The task: Copy out verbatim the lines from the one containing "of the horizon?" through the end of the items, with both ends included. Leave out the pictures.
* start *
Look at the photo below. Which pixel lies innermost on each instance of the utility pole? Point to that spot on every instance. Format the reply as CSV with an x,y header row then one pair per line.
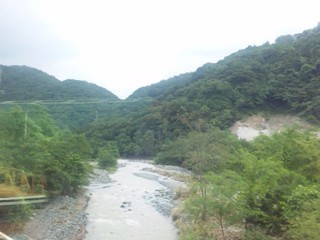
x,y
25,125
97,115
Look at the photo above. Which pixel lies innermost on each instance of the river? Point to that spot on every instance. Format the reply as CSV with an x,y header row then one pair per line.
x,y
128,206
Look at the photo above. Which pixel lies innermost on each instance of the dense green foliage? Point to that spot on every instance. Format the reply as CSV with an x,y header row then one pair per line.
x,y
268,187
272,183
30,142
21,83
108,155
279,77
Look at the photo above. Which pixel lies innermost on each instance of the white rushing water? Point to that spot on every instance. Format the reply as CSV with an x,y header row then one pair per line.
x,y
122,209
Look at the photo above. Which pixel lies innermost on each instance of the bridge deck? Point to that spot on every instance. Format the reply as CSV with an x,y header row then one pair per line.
x,y
23,200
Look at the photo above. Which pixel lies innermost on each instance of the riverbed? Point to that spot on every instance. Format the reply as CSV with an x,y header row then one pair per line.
x,y
133,205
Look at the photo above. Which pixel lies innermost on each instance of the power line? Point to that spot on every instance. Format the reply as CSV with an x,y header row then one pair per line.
x,y
71,101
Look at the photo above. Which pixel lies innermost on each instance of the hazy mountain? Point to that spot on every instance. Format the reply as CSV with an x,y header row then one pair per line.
x,y
22,83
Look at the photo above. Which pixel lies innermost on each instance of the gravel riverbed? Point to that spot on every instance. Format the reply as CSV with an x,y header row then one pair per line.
x,y
64,217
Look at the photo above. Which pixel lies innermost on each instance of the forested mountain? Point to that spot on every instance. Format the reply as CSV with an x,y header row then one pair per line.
x,y
261,189
21,83
280,77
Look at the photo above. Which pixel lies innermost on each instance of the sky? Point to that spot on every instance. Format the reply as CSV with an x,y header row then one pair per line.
x,y
123,45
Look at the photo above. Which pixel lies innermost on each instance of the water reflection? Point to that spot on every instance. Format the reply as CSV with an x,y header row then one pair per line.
x,y
122,209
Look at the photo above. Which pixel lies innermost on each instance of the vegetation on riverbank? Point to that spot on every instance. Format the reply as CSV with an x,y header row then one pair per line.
x,y
264,189
267,188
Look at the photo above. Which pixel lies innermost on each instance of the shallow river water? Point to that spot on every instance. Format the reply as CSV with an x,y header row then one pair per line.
x,y
123,209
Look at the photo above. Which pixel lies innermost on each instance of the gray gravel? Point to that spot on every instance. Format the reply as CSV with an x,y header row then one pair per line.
x,y
62,218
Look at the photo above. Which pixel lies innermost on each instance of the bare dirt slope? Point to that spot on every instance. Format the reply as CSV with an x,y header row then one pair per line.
x,y
255,125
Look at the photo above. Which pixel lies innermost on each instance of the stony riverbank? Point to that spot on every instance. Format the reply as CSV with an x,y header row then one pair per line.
x,y
65,217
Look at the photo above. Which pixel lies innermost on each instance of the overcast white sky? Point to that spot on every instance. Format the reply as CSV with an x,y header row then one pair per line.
x,y
126,44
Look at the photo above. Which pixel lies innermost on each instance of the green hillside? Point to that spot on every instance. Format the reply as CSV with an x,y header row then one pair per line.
x,y
282,77
21,83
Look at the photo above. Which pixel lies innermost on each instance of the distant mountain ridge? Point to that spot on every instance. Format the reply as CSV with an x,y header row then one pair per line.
x,y
22,83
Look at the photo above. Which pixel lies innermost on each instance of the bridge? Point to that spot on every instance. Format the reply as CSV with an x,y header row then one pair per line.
x,y
4,237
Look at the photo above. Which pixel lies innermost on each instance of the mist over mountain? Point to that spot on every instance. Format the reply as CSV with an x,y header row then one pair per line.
x,y
22,83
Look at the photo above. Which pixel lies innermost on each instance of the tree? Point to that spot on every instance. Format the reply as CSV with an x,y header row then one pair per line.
x,y
108,156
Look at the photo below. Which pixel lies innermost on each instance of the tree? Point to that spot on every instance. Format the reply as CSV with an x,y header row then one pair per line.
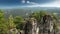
x,y
19,22
11,22
38,15
3,24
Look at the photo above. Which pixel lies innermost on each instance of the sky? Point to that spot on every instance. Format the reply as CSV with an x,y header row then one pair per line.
x,y
28,3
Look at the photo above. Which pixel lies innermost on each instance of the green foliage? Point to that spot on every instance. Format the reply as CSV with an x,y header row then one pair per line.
x,y
19,22
11,22
38,15
3,24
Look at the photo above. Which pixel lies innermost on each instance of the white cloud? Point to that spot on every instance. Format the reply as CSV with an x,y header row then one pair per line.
x,y
23,1
28,2
56,3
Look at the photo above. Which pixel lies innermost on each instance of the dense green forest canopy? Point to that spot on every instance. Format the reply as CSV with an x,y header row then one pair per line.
x,y
18,21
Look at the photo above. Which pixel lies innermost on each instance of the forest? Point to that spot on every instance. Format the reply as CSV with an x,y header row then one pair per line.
x,y
18,22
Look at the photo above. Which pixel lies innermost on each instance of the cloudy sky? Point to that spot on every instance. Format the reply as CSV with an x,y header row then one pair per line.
x,y
29,3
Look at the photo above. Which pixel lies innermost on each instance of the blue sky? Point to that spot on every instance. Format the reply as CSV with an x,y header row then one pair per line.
x,y
29,3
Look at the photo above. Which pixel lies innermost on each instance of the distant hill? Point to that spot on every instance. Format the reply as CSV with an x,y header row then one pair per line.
x,y
28,10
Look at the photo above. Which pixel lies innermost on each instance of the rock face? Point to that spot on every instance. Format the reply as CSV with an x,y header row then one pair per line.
x,y
31,27
46,25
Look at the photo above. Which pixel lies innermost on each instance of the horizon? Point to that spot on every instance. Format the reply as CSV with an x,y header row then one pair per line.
x,y
9,4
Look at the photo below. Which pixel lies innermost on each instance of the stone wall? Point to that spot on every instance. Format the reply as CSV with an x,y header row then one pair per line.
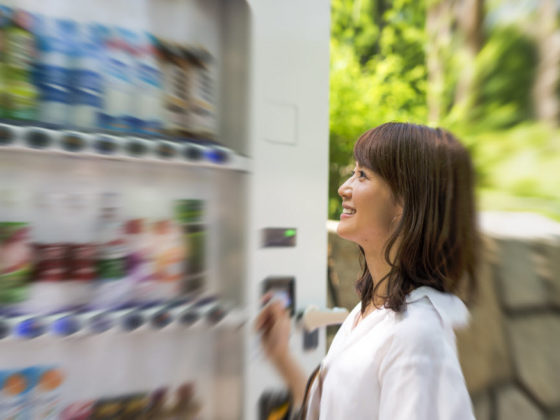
x,y
510,353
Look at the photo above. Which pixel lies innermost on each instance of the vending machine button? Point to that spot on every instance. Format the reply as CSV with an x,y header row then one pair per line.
x,y
73,142
38,138
65,326
30,328
7,135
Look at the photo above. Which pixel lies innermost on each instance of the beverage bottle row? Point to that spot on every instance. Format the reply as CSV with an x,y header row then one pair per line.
x,y
94,76
124,260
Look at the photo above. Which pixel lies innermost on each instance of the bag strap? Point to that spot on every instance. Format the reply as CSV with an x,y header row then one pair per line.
* end *
Expected answer:
Look at the photo above. Which pixel lies innermost on each instance of the horizon? Point to that spot on every instance. Format the reply as CSV with an x,y header row then one pair per line.
x,y
9,4
Look at the photo below. Which pixel lies innermost on each instance of the stone wall? Point to that spot on every instance. Format the reply as CSV with an x,y header row then one pair per line.
x,y
510,353
Look at the photo above. Which pixel lies innermost on each instance of the vending machine button? Point to that spot on every instance. Format the reply as CSV with an x,y header row then one pair per line.
x,y
73,142
38,138
65,326
30,328
7,135
Look at the photo above. Which pixel lies innermost on each instance of the beverage bottle row? Point to that spot on every instance. Format the reply as CSV with an x,y header row then one pair per line.
x,y
94,76
124,260
Look at the photo above. Which pixel lies innermost on each instance of the bag strap? Point to that spot on every instance. Format the reply as CSV with an x,y header row then one pair per line.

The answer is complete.